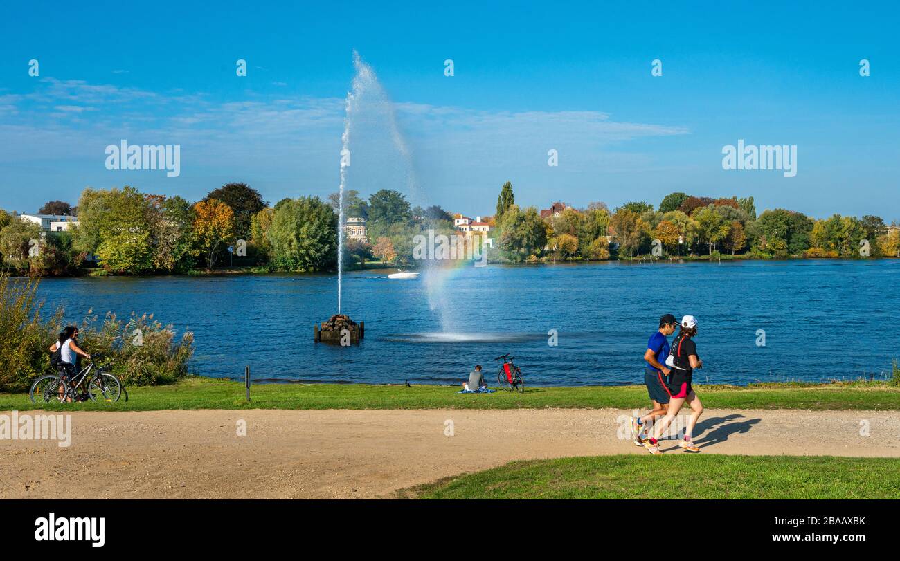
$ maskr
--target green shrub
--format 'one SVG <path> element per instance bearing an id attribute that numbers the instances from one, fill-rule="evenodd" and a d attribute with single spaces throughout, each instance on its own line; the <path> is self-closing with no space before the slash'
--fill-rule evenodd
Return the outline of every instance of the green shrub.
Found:
<path id="1" fill-rule="evenodd" d="M 12 279 L 0 273 L 0 391 L 23 391 L 35 377 L 50 371 L 50 345 L 63 327 L 63 310 L 41 320 L 42 303 L 35 294 L 36 279 Z M 136 316 L 123 322 L 111 312 L 101 319 L 87 315 L 78 326 L 78 345 L 112 362 L 112 371 L 125 384 L 169 384 L 188 374 L 194 354 L 194 334 L 176 342 L 172 325 L 153 316 Z"/>

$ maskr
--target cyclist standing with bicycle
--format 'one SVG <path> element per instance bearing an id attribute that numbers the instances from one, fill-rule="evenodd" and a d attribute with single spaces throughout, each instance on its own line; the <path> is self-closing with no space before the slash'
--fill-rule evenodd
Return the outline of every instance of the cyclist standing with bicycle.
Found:
<path id="1" fill-rule="evenodd" d="M 61 368 L 66 371 L 64 378 L 74 376 L 77 371 L 76 363 L 77 362 L 79 355 L 85 357 L 86 359 L 91 358 L 90 354 L 82 351 L 81 347 L 78 346 L 77 339 L 78 328 L 75 325 L 67 325 L 62 331 L 59 332 L 59 340 L 50 345 L 50 352 L 56 353 L 57 351 L 59 352 L 58 368 Z M 60 386 L 60 397 L 62 396 L 62 393 L 63 387 Z M 70 401 L 70 399 L 68 401 Z"/>

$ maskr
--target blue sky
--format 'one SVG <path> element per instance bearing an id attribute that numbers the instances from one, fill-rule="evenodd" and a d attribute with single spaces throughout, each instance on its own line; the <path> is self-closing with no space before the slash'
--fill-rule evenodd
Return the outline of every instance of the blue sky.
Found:
<path id="1" fill-rule="evenodd" d="M 897 8 L 618 4 L 9 5 L 0 207 L 123 184 L 197 200 L 230 181 L 272 202 L 324 197 L 356 49 L 395 103 L 422 191 L 450 210 L 491 214 L 509 180 L 538 207 L 684 191 L 900 220 Z M 105 169 L 122 138 L 180 145 L 181 175 Z M 739 138 L 796 145 L 796 176 L 723 170 L 722 147 Z M 361 162 L 370 140 L 354 147 Z M 349 187 L 404 188 L 370 170 Z"/>

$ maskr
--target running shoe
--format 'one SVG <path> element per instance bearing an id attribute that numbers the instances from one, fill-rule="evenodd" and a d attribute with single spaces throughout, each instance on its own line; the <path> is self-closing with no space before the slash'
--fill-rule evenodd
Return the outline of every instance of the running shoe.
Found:
<path id="1" fill-rule="evenodd" d="M 690 452 L 691 454 L 697 454 L 700 451 L 700 449 L 690 441 L 681 441 L 678 443 L 678 445 L 681 450 L 686 452 Z"/>
<path id="2" fill-rule="evenodd" d="M 644 426 L 639 424 L 637 421 L 637 417 L 631 418 L 631 438 L 635 441 L 641 440 L 641 431 L 644 429 Z"/>
<path id="3" fill-rule="evenodd" d="M 653 443 L 652 443 L 650 441 L 650 439 L 647 439 L 646 441 L 644 441 L 644 447 L 645 449 L 647 449 L 647 451 L 650 452 L 651 454 L 662 454 L 662 451 L 660 451 L 660 446 L 659 446 L 659 444 L 653 444 Z"/>

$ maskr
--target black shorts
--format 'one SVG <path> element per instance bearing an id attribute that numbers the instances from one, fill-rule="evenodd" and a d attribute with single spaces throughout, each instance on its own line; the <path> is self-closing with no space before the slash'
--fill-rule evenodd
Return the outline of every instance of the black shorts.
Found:
<path id="1" fill-rule="evenodd" d="M 672 399 L 684 399 L 694 391 L 690 387 L 692 376 L 693 372 L 690 370 L 671 370 L 669 375 L 669 393 Z"/>
<path id="2" fill-rule="evenodd" d="M 644 384 L 647 387 L 647 394 L 656 403 L 669 403 L 669 392 L 666 391 L 666 376 L 649 366 L 644 369 Z"/>

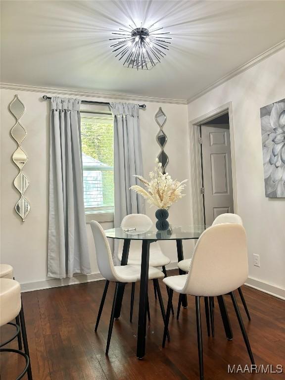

+ + + +

### THE TASK
Show every line of the material that contains the string "target", matching case exactly.

### WRITTEN SOLUTION
--target green shrub
--target cyclist standing with bicycle
--target blue sky
--target running shoe
--target black shorts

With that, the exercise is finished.